§ **PASSAGE GIVEN**
** Begin **

= Timeline of the Yugoslav Wars =

The Yugoslav Wars were a series of armed conflicts on the territory of the former Socialist Federal Republic of Yugoslavia (SFRY) that took place between 1991 and 2001. This article is a timeline of relevant events preceding, during, and after the wars.

==Timeline==
===Tito-era===
1945
The victorious resistance army known as the Yugoslav Partisans form the Socialist Federal Republic of Yugoslavia, a communist union of six republics.
1948–1952
Tito–Stalin split leads to Yugoslavia breaking away from Moscow's influence.
1966
Yugoslav leader Josip Broz Tito removes Aleksandar Ranković, an intelligence officer and main Serbian cadre, from his position. A purge of Serbian cadres from the establishment follows.
1968
Protests in 1968 are echoed in Yugoslavia. The protests are partially student demonstrations. In Kosovo, demonstrators demand greater rights for the Albanian people. Ailing Tito, in his late seventies, allows some liberalization, but despite his old age, refuses to retire.
Croatian terrorists plant bombs at cinemas; several people die.
1971
Nationalist demonstrations in Croatia, known as the Croatian Spring or MASPOK, occur. Tito and the communist government condemn the demonstrations. Many radical nationalists were later convicted for hate-speech, including Stipe Mesić and Franjo Tudjman. A government crisis follows.
A group of Croatian neo-Ustashas from Australia infiltrates Yugoslavia and begins planning terrorist attacks, but their actions are prevented and the group is destroyed.
1972
Yugoslavian Airways (JAT) Flight 364 is downed by Croatian nationalists. Vesna Vulović, a stewardess, is the only survivor after more than a 10,000-meter freefall.
1974
A new constitution of Yugoslavia is proclaimed, which grants more power to federal units and to the autonomous provinces Kosovo and Vojvodina of Serbia, giving them a vote in all relevant decisions in the federal government. It was aimed at addressing grievances of non-Serb nations within Yugoslavia, under what later became known as the weak Serbia, strong Yugoslavia concept. Bosnian Muslims (after 1993 the name was changed to Muslim-Bosniacs, and finally to Bosniaks) were recognized as a sixth "nation" of Yugoslavia (note: "nations" or officially: "narodi" were Slavic majority peoples, while "nationalities" of officially "narodnosti" were all other national minorities) and one of the three constituent peoples of Bosnia and Herzegovina.

** End **

§ **WHAT NEEDS TO BE DONE**
Continue the Yugoslav Wars timeline, picking up after its last entry on the 1974 constitution.

§ **SUPPLIED ENTRIES**

** Begin **

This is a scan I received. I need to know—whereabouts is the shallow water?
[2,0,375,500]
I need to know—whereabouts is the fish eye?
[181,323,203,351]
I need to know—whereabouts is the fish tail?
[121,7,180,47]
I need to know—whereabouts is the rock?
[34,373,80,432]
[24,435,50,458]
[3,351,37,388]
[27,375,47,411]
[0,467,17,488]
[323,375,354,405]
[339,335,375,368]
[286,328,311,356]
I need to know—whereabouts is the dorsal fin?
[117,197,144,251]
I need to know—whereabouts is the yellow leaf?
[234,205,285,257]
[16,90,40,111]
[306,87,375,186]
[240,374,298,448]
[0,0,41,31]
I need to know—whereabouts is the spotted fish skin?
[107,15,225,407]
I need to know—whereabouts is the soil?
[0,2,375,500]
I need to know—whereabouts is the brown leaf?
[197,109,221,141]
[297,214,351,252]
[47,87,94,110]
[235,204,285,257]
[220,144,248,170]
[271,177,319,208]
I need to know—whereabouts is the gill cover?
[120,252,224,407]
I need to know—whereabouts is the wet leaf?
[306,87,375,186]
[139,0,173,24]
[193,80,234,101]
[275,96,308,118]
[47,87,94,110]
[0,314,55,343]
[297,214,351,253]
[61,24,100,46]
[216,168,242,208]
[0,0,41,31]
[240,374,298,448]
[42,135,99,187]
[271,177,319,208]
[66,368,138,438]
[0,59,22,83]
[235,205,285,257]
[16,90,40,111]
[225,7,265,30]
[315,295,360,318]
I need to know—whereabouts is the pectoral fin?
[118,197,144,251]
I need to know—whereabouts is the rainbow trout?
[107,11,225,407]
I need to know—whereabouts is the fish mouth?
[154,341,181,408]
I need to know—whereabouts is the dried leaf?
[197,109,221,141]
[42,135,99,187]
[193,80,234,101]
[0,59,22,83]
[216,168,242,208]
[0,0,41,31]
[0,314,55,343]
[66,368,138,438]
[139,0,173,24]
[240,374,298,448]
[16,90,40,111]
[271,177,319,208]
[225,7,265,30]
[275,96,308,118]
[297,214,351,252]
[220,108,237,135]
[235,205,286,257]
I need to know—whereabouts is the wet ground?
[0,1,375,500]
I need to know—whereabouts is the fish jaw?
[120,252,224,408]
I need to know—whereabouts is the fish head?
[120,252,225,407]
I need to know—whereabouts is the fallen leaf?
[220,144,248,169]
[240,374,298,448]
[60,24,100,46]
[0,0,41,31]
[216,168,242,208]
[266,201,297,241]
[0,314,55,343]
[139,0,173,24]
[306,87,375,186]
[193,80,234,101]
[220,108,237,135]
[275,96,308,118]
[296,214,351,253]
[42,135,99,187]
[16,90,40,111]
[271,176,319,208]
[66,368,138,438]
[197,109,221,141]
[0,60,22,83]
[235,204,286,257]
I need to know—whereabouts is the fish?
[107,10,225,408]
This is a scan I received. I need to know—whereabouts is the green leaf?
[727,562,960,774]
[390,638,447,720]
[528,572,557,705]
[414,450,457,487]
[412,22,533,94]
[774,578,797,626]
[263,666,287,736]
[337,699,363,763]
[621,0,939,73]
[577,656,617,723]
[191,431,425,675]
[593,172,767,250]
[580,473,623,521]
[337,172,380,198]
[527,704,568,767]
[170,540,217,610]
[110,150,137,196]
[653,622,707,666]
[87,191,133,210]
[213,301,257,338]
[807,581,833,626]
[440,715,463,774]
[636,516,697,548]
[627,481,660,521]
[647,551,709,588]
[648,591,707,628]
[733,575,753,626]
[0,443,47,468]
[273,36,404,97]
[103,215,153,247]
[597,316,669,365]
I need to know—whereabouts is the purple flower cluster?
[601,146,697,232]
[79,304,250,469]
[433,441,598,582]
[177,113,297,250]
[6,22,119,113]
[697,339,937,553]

** End **

§ **IN RESPONSE**
May 1980
Josip Broz Tito dies.

===Fall of communism===
1981
An economic crisis in Yugoslavia begins. Albanian nationalist demonstrations in Kosovo, demanding the status of a republic and more rights (the slogan "Kosovo republika" which translates to "Republic of Kosovo" or more literally "Kosovo republic"). Demonstrations are suppressed and condemned by all Yugoslav communists, including Albanian communists from Kosovo, calling them counterrevolutionary. Arrests follow.
1983
A group of Bosnian Muslim nationalists are convicted under a Yugoslav law that prohibited spreading international hatred. Among them is Alija Izetbegović who was, among other things, tried for his Islamic Declaration.
1986–1989
A controversial memorandum from the Serbian Academy of Sciences and Arts protests the status of Serbia in Yugoslavia.
Serb chetnik (archduke) Momčilo Đujić (in emigration), promotes Vojislav Šešelj to Chetnik duke by declaration in the USA on Vidovdan, 28 June 1989, a Serbian religious holiday. In his instructions to Šešelj, Đujić orders him to "expel all Croats, Albanians and other foreign elements from the holy Serb ground".
Perceived prosecution of Serbs by Kosovo Albanians fuels growing Serbian nationalist sentiment. Additional police forces are sent to Kosovo.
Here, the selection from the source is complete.